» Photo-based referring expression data
Start of Block
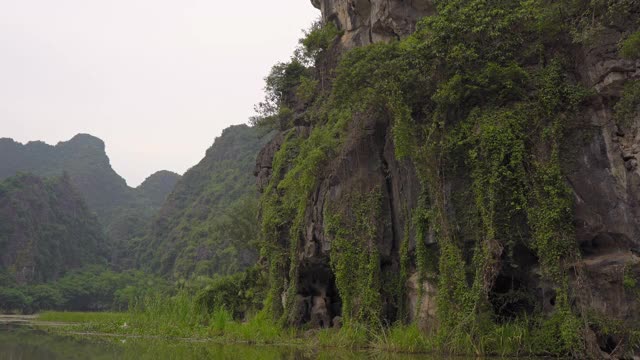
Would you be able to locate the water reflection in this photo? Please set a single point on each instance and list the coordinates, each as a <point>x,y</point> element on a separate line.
<point>24,343</point>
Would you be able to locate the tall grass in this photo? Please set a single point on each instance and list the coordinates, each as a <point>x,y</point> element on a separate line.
<point>181,316</point>
<point>83,317</point>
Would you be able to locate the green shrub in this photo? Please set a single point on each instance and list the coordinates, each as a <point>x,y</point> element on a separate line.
<point>630,47</point>
<point>14,300</point>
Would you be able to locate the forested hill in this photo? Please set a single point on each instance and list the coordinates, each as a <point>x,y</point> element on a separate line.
<point>124,212</point>
<point>85,160</point>
<point>208,224</point>
<point>46,229</point>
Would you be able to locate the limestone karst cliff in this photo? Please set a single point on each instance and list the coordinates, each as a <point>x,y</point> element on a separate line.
<point>46,229</point>
<point>475,167</point>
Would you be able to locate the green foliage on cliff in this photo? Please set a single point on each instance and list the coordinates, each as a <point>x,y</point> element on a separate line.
<point>482,94</point>
<point>630,47</point>
<point>355,260</point>
<point>46,229</point>
<point>628,108</point>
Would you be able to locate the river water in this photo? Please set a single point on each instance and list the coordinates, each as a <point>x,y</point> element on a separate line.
<point>19,342</point>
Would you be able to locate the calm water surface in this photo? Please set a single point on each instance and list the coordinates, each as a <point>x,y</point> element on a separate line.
<point>24,343</point>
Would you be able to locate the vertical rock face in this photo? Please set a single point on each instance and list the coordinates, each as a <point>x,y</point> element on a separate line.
<point>603,173</point>
<point>600,157</point>
<point>368,21</point>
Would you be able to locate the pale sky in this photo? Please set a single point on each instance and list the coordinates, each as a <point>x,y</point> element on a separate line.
<point>157,80</point>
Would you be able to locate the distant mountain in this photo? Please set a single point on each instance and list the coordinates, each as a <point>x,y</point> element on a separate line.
<point>123,211</point>
<point>85,160</point>
<point>209,222</point>
<point>46,229</point>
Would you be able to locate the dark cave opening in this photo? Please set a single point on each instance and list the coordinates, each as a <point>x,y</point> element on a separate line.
<point>318,301</point>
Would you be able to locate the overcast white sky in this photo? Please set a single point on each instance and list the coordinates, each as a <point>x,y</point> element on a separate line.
<point>157,80</point>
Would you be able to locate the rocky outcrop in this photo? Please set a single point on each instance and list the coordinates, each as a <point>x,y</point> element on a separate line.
<point>368,21</point>
<point>46,229</point>
<point>600,158</point>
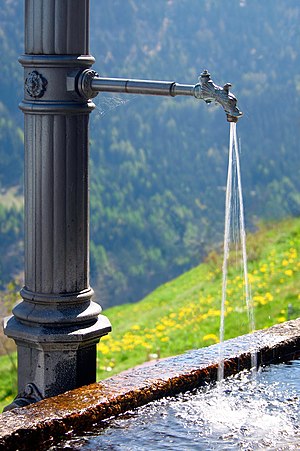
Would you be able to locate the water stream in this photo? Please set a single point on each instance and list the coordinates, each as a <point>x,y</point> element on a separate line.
<point>234,229</point>
<point>259,413</point>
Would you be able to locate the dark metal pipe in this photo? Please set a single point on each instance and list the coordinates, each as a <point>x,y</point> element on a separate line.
<point>89,84</point>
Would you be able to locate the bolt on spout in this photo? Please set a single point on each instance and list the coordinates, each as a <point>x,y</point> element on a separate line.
<point>208,91</point>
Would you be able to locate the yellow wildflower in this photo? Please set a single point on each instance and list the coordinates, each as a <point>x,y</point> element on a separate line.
<point>211,337</point>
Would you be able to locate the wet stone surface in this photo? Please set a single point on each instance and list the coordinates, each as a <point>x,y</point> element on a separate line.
<point>48,420</point>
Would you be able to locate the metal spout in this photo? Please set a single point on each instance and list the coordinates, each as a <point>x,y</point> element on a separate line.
<point>88,84</point>
<point>208,91</point>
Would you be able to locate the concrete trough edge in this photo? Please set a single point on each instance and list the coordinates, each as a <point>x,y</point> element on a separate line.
<point>49,420</point>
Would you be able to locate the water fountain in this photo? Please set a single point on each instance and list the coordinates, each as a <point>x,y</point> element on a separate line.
<point>57,326</point>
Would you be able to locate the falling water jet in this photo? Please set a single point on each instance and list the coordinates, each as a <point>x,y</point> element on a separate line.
<point>233,157</point>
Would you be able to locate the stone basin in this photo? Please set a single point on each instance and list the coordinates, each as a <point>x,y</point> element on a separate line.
<point>49,420</point>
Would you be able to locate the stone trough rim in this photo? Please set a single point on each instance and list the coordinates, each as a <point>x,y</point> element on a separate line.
<point>50,419</point>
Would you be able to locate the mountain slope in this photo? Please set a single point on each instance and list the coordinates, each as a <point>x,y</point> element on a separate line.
<point>185,313</point>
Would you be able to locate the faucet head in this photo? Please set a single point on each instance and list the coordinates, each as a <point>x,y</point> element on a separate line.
<point>207,90</point>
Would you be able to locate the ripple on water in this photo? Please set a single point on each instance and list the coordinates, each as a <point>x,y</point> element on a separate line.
<point>240,413</point>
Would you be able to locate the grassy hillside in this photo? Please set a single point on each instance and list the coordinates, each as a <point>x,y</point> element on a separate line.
<point>184,313</point>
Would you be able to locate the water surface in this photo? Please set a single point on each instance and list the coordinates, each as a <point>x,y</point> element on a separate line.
<point>240,413</point>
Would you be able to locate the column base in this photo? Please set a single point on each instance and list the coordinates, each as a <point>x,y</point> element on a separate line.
<point>55,359</point>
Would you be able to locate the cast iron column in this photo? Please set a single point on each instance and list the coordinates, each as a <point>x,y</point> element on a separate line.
<point>56,326</point>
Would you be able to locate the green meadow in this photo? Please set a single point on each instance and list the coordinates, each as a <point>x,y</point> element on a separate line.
<point>184,313</point>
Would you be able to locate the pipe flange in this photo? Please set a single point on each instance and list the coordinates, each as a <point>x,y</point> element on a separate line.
<point>84,83</point>
<point>29,395</point>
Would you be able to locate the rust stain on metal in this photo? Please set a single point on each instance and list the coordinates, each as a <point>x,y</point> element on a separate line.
<point>50,419</point>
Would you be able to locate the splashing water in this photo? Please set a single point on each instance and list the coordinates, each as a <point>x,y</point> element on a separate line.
<point>106,103</point>
<point>235,226</point>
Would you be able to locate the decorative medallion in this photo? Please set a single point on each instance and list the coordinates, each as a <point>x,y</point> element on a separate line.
<point>35,84</point>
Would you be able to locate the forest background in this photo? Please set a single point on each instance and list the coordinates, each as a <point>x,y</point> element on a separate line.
<point>158,166</point>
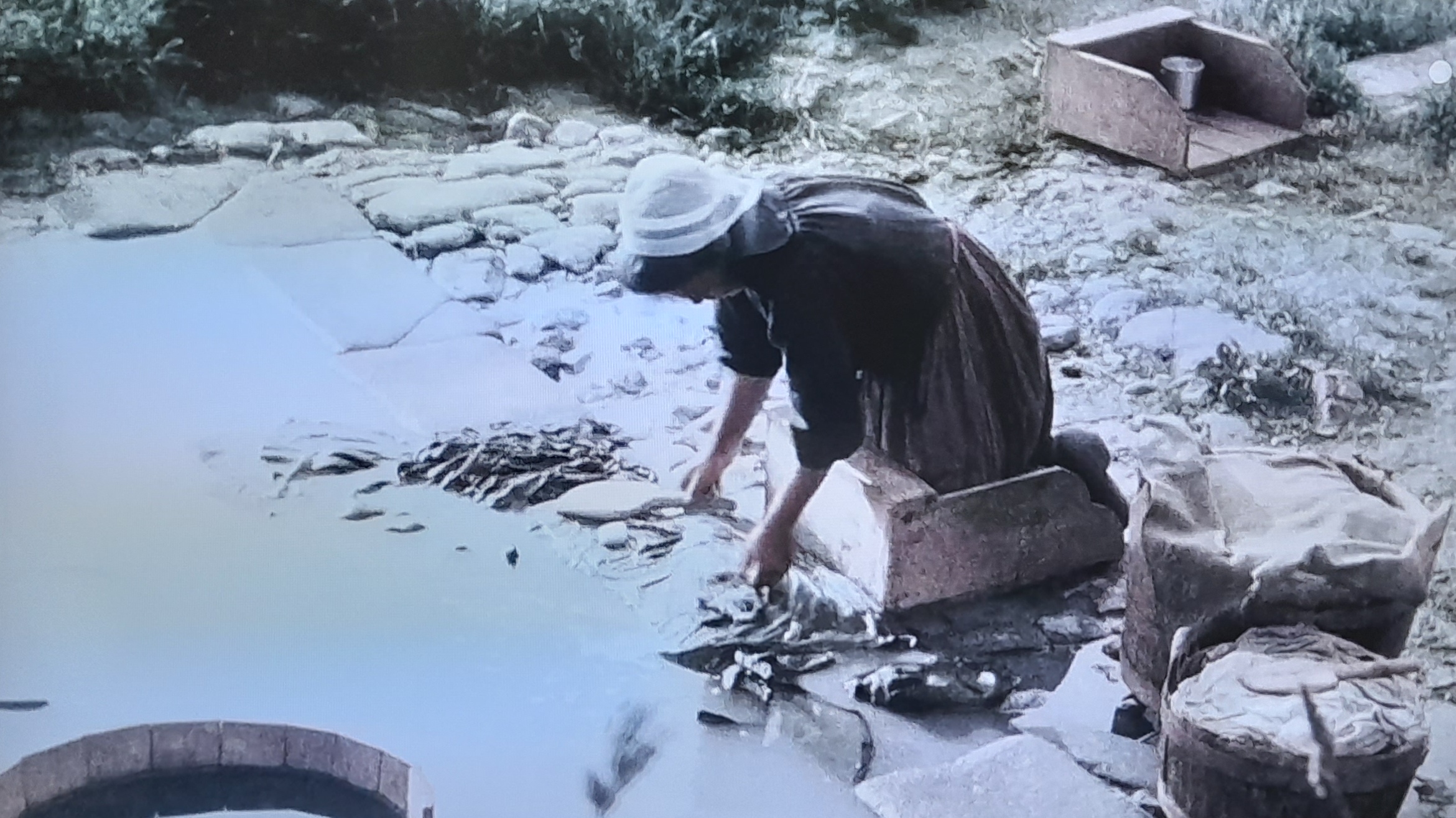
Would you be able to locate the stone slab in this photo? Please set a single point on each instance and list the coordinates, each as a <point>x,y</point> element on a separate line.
<point>526,219</point>
<point>423,204</point>
<point>53,772</point>
<point>469,382</point>
<point>449,322</point>
<point>187,746</point>
<point>359,295</point>
<point>313,751</point>
<point>394,782</point>
<point>1085,701</point>
<point>596,209</point>
<point>118,755</point>
<point>152,201</point>
<point>1192,335</point>
<point>359,765</point>
<point>258,139</point>
<point>254,746</point>
<point>1111,757</point>
<point>577,249</point>
<point>501,160</point>
<point>1397,83</point>
<point>12,798</point>
<point>279,210</point>
<point>1013,778</point>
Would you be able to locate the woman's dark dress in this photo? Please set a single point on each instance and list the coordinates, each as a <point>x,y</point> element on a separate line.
<point>897,329</point>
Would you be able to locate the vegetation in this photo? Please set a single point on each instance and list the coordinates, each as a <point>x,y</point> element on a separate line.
<point>83,52</point>
<point>1321,35</point>
<point>693,62</point>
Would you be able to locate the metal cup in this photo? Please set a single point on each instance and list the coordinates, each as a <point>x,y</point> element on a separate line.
<point>1181,78</point>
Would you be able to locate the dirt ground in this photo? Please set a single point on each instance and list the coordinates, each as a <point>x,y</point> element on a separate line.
<point>1321,244</point>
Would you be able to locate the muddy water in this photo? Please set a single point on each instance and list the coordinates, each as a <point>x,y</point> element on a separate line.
<point>140,582</point>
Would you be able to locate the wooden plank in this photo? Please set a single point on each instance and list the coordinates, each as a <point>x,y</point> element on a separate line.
<point>1250,76</point>
<point>1121,27</point>
<point>1233,136</point>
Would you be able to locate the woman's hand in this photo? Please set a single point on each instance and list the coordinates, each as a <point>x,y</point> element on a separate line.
<point>702,482</point>
<point>771,553</point>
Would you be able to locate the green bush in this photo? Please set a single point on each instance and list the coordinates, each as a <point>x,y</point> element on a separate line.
<point>78,53</point>
<point>1321,35</point>
<point>686,60</point>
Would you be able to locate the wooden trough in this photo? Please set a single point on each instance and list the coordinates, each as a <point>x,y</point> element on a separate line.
<point>904,545</point>
<point>1101,85</point>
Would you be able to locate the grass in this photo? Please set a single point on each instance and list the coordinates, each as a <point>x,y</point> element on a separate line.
<point>695,63</point>
<point>1320,37</point>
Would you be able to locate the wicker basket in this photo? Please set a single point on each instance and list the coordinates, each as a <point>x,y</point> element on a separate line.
<point>1218,768</point>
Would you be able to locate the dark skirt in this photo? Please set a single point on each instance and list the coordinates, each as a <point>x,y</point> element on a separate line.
<point>980,410</point>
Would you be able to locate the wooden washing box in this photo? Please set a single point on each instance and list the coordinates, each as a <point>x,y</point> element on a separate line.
<point>906,545</point>
<point>1101,85</point>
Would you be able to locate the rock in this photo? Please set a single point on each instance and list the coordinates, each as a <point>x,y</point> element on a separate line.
End of Block
» WHAT THIS TASK INVOLVES
Copy out the lines starting at the one containing "Would you be able to locate the wooden washing" and ending with the last line of the entries. Include nothing else.

» ANSWER AREA
Would you be able to locate the wooden washing box in this photo? Please set a single point on each instance and list the coordinates, each as a <point>x,y</point> element on a separate line.
<point>906,545</point>
<point>1101,85</point>
Would you be able to locate the rock in this photo? Please set a single point on each instance and list the coordinates, each as a <point>x,y</point> element on a separate line.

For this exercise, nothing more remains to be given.